== Try it ==
Please give back each line of the material unchanged, but without the images.

== Source material ==

"""

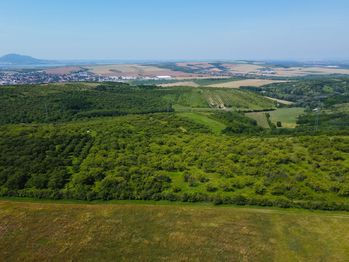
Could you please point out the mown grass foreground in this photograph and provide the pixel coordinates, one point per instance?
(144, 232)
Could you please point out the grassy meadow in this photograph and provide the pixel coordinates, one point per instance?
(55, 231)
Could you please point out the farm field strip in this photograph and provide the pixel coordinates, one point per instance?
(168, 232)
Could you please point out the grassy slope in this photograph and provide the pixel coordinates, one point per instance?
(82, 232)
(203, 119)
(287, 116)
(260, 118)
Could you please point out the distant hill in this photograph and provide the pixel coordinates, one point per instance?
(16, 59)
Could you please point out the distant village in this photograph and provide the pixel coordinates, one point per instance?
(42, 77)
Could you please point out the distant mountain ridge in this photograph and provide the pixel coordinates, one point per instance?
(16, 59)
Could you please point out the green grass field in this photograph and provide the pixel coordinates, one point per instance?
(287, 116)
(215, 98)
(54, 231)
(260, 118)
(204, 119)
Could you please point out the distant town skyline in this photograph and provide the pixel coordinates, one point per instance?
(176, 30)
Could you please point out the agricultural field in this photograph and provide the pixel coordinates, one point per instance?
(260, 117)
(47, 231)
(287, 116)
(246, 82)
(204, 118)
(233, 99)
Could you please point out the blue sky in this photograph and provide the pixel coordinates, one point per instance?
(177, 29)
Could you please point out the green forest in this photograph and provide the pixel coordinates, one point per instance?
(117, 141)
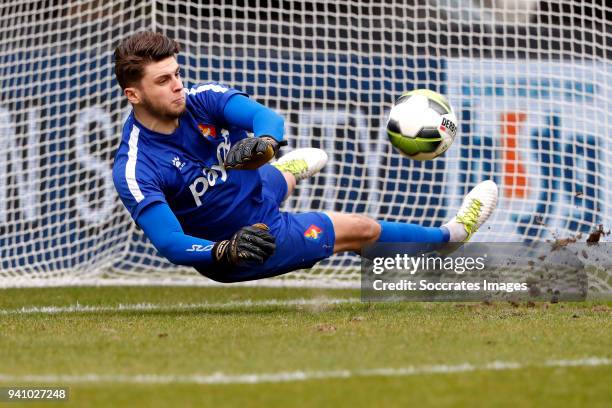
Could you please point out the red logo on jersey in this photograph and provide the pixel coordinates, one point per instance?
(313, 232)
(208, 131)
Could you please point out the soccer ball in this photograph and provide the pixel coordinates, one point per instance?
(422, 124)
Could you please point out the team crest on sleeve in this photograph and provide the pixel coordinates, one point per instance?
(313, 232)
(176, 162)
(207, 131)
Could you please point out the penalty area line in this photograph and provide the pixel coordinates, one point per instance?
(293, 376)
(145, 307)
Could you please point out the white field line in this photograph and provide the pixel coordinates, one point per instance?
(145, 307)
(293, 376)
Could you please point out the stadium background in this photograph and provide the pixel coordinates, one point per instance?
(534, 80)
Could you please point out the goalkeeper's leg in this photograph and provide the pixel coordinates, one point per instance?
(354, 231)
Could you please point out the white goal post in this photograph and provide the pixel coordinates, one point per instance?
(531, 82)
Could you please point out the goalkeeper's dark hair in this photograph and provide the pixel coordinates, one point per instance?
(138, 50)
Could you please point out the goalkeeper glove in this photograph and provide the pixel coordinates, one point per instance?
(249, 244)
(252, 152)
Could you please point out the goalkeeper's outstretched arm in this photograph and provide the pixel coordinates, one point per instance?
(267, 126)
(249, 244)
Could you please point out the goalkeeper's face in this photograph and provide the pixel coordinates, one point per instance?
(160, 91)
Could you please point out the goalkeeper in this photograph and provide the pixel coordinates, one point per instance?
(204, 193)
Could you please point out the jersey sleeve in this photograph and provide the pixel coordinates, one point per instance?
(138, 184)
(211, 98)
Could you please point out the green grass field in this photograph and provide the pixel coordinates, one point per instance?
(151, 346)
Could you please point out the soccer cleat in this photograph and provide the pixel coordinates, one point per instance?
(302, 163)
(477, 207)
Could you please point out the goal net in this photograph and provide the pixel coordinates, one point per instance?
(531, 83)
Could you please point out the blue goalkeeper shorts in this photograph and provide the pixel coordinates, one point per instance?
(302, 239)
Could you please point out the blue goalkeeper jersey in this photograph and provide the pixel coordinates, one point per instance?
(185, 169)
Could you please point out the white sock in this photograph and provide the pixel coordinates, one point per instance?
(456, 230)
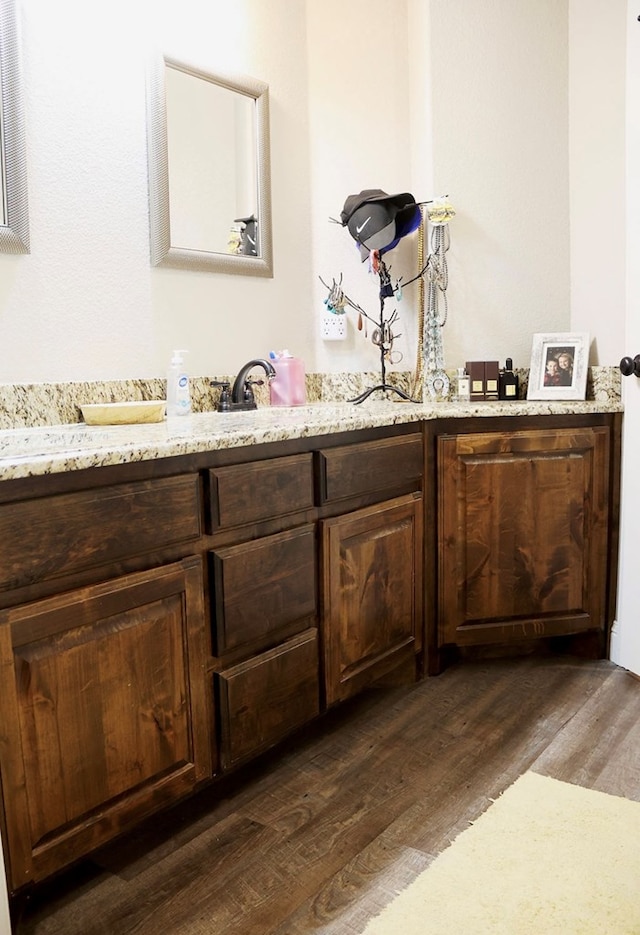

"""

== Written solution ==
Could you please point out the mown grass foreground in this photograph and provide the pixel coordinates, one point per instance?
(144, 232)
Could you please point out the grassy meadow in this photograph and provide the pixel coordinates, one point per instance?
(55, 231)
Could you please point out the farm field strip in this photograph and provide the pixel coordinates, one point per instance?
(168, 232)
Could you please point out the grassy slope in this photograph and provide the pixel coordinates, one point per instance?
(82, 232)
(203, 119)
(287, 116)
(260, 118)
Could you please point out the distant hill in this photograph and provide the pixel coordinates, one point per instance?
(16, 59)
Could you please point out the distant village in this photograph and provide the pixel coordinates, one point per instance?
(42, 77)
Could you please point out the distant mountain ridge in this photograph and provide the pixel coordinates, one point per instance?
(16, 59)
Could you please point out the green grass field in this photograph and provide the pixel coordinates, one point per instance?
(287, 116)
(215, 98)
(54, 231)
(260, 118)
(204, 119)
Could you please point out the distant town skyline in this photograph and provide the pixel coordinates, one point per instance?
(176, 30)
Could you please point out the agricultural field in this photograph and provide the pixel coordinates, one point per instance?
(260, 117)
(47, 231)
(287, 116)
(246, 82)
(204, 118)
(233, 99)
Could you please point out the blue sky in this photograph and provide the pixel coordinates, one point per instance?
(177, 29)
Could you please point out the green forest in this photograph and provide the pixel coordinates, one point per instance?
(117, 141)
Could you please point out the red logo on jersey in this photograph and provide the pixel coordinates, one point per instance?
(313, 232)
(208, 131)
Could you please point out the soccer ball in this photograph and provide the pixel coordinates, one point per instance?
(422, 124)
Could you please point out the team crest on sleeve in this photograph and provide the pixel coordinates, one point per instance?
(313, 232)
(176, 162)
(207, 131)
Could you please point out the penalty area line in this photograph and provide the pixel coordinates, one point per instance?
(293, 376)
(145, 307)
Could you please point out the white field line in this photograph and provide the pixel coordinates, one point per instance?
(145, 307)
(293, 376)
Could you please point out the stadium background in this photograph and provide the pixel coordinates, one point per instance?
(534, 80)
Could you please point out the goalkeeper's leg in this photograph and provide the pixel coordinates, one point per instance?
(354, 231)
Could you please point out the white goal post in this photograph and provide the pixel coordinates, one point per instance?
(531, 82)
Could you please point out the goalkeeper's dark hair in this photograph and provide the pixel coordinates, one point per instance?
(138, 50)
Could you please point out the goalkeeper glove in this photograph and provide the pixel coordinates, one point per instance?
(249, 244)
(252, 152)
Could you please point out the goalkeeper's outstretched arm in this photograph and provide the pixel coordinates, one point per instance?
(267, 126)
(249, 244)
Could you please point out the goalkeeper's face in this photograph and provide the pixel coordinates, one point per instance?
(160, 91)
Could you please point out the goalkeeper in this photograph and provide the pixel coordinates, one point per instance?
(204, 193)
Could you please point out the jersey sleeve in this photograph and provide the pixel coordinates, one point per instance?
(138, 184)
(211, 98)
Could you please point out the green grass field in this photograph and provide the pixel coordinates, one point per instance?
(151, 346)
Could you please point out the soccer cleat in this photograph and provide the pixel coordinates, one point per instance?
(302, 163)
(477, 207)
Could you please point out the goal net in this photograph and provide the pixel coordinates, one point per instance?
(531, 83)
Could you please point out the blue goalkeeper shorts in this photograph and provide the pixel coordinates, one point per instance?
(302, 239)
Could you please point out the blue goalkeeper jersey in this photograph and provide the pixel coordinates, one point per instance?
(185, 169)
Could you please point out the white sock in this photograph and provide the pixel coordinates, one point per instance?
(456, 230)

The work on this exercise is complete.